## Instructions for the task
Reproduce all of the rows below, requests included, shifting every polygon vertex coordinate in the answers by -118. Leave the requests and their format samples unchanged.

## A block of data
================

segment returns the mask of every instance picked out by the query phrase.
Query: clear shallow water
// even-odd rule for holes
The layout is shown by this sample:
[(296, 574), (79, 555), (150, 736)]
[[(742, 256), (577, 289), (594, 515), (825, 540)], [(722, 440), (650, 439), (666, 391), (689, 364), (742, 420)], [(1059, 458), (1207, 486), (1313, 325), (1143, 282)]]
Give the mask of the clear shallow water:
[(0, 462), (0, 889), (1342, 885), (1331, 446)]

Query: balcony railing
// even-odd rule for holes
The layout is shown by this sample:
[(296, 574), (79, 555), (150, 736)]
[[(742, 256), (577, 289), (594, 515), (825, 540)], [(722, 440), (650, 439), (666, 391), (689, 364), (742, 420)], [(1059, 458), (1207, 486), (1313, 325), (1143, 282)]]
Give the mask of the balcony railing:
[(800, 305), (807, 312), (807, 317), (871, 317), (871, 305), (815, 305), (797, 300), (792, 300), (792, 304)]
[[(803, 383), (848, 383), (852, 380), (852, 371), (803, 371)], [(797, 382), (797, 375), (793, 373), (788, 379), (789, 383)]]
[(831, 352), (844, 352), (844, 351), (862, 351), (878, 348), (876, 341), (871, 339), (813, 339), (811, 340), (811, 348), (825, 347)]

================

## Exercise solution
segment returns the mask of every instance picked out by the query phrase.
Query: clear shallow water
// even-odd rule for holes
The layout is shown by this sample:
[(296, 574), (79, 555), (150, 736)]
[[(742, 256), (577, 289), (594, 515), (825, 540)], [(722, 440), (650, 439), (666, 391), (689, 364), (742, 420)], [(1059, 458), (1207, 486), (1313, 325), (1143, 282)]]
Give the mask of the clear shallow water:
[(-118, 344), (-118, 771), (1224, 767), (1213, 328)]

Query: balcony railing
// even-odd rule for holes
The layout is shown by this sample:
[(296, 574), (79, 555), (150, 736)]
[[(742, 256), (577, 289), (594, 515), (825, 540)], [(722, 440), (650, 439), (666, 391), (689, 364), (742, 420)], [(1059, 458), (1207, 486), (1313, 325), (1143, 282)]]
Give the mask of the balcony railing:
[(682, 187), (689, 194), (689, 199), (753, 199), (753, 187), (697, 187), (679, 182), (674, 182), (674, 186)]
[[(685, 265), (730, 265), (734, 262), (734, 253), (685, 253)], [(679, 264), (679, 257), (675, 255), (670, 261), (671, 265)]]
[(713, 234), (726, 234), (726, 233), (744, 233), (760, 230), (758, 223), (753, 221), (695, 221), (693, 222), (693, 230), (707, 229)]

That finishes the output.